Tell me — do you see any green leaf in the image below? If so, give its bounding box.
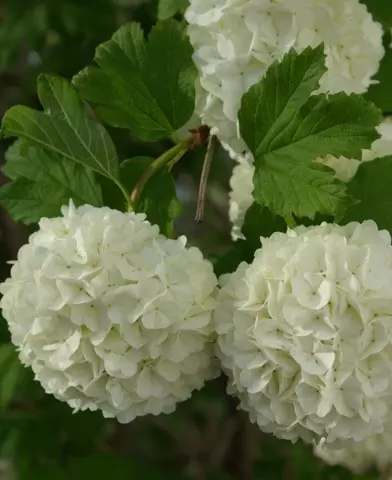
[73,20,196,141]
[158,0,189,20]
[344,156,392,234]
[121,157,181,237]
[239,45,326,156]
[239,47,381,218]
[0,141,103,224]
[365,31,392,113]
[70,453,190,480]
[2,75,118,182]
[362,0,392,27]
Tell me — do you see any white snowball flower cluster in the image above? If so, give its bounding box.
[0,204,217,423]
[185,0,384,161]
[229,117,392,240]
[215,221,392,443]
[314,431,392,478]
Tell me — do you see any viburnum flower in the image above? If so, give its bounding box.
[215,221,392,443]
[185,0,384,158]
[0,203,217,423]
[229,117,392,240]
[314,425,392,478]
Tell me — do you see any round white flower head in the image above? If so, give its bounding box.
[185,0,384,161]
[229,117,392,240]
[215,221,392,443]
[314,432,392,472]
[0,204,217,423]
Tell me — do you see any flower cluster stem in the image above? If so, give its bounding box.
[129,138,192,207]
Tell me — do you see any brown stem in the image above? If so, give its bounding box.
[195,135,218,222]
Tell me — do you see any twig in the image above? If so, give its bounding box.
[195,135,218,222]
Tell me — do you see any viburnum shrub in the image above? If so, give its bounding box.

• _Written request_
Convert all of the data above into a JSON list of strings, with one string for each line and no blank lines. Leave the pictures out.

• _Answer to this task_
[
  "Tell me — do you see any green leaf in the image below? If so, give its bounding box.",
  "[73,20,196,141]",
  "[158,0,189,20]",
  "[344,156,392,234]",
  "[121,157,181,237]",
  "[239,45,326,156]",
  "[239,47,381,218]",
  "[0,141,103,224]",
  "[365,31,392,113]",
  "[70,453,190,480]",
  "[2,75,118,182]",
  "[362,0,392,27]",
  "Tell me — do you see any white snowball flower cluster in the image above? If so, give its bounding box.",
  "[0,204,217,423]",
  "[185,0,384,161]",
  "[229,117,392,240]",
  "[215,221,392,443]",
  "[314,431,392,478]",
  "Tell me — do you see any viburnum flower in the image above? If so, give its bounding box.",
  "[215,221,392,443]",
  "[185,0,384,158]",
  "[0,203,217,423]",
  "[229,117,392,240]",
  "[314,425,392,478]",
  "Tell me — do you see any round white flower head in the image above? If so, give its bounding box.",
  "[185,0,384,161]",
  "[229,117,392,240]",
  "[215,221,392,443]",
  "[314,432,392,472]",
  "[0,204,217,423]",
  "Tell me — do you see any flower cluster stem in the image above? If so, give its bounding box.",
  "[129,138,192,207]",
  "Tell me — do you see any brown stem in the image above? If so, give its bounding box.",
  "[195,135,218,222]",
  "Tell me — do you see any twig in the image above? If so, give its bounding box.",
  "[195,135,218,222]",
  "Tell me — do you see any viburnum shrub in the image above? If so, give its bounding box."
]